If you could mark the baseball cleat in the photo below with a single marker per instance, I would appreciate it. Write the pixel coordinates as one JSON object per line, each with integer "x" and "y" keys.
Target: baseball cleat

• • • •

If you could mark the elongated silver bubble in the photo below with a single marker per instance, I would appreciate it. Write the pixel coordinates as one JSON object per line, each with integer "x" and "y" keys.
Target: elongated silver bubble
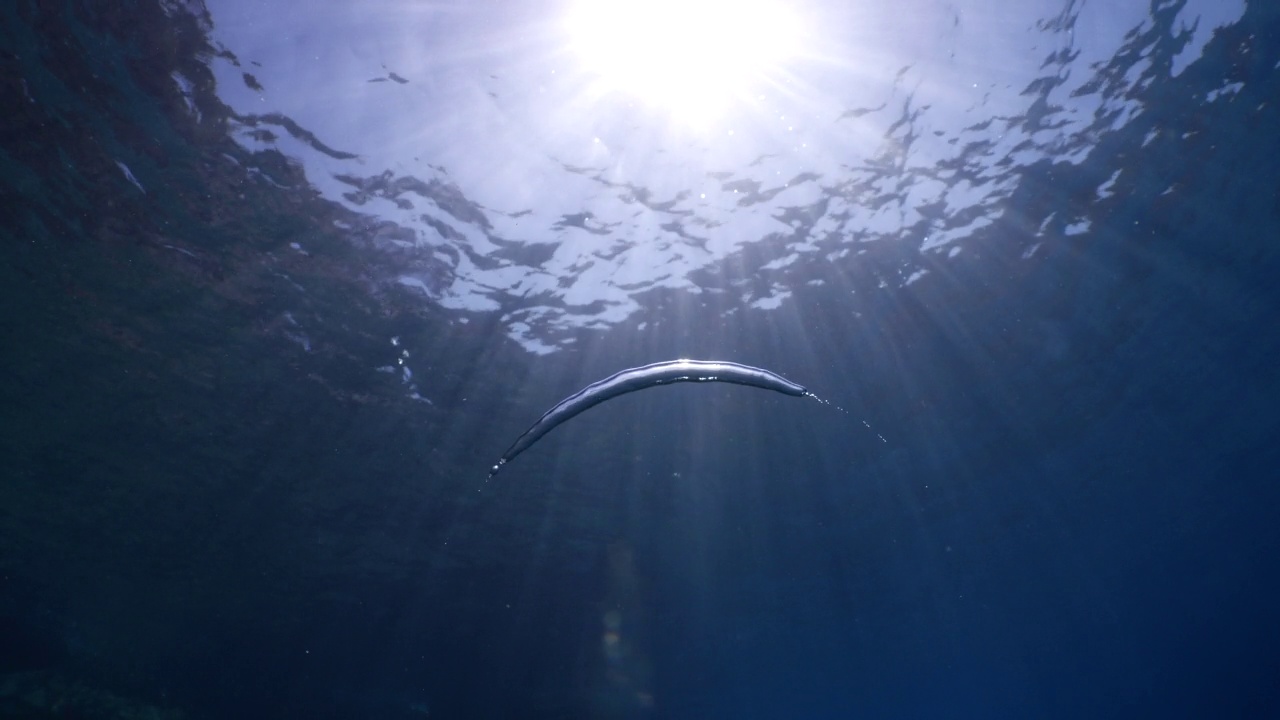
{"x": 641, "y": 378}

• • • •

ASSIGNED TASK »
Copy out each line of the data above, exactly, if it lies between the line holding "If you could mark the baseball" and the line holding "Target: baseball cleat", inclusive; copy no other line.

EXERCISE OUTPUT »
If you could mark the baseball cleat in the photo below with a single marker per instance, I would appreciate it. Write the pixel coordinates as one JSON object per line, each with integer "x" and "y" keys.
Target: baseball cleat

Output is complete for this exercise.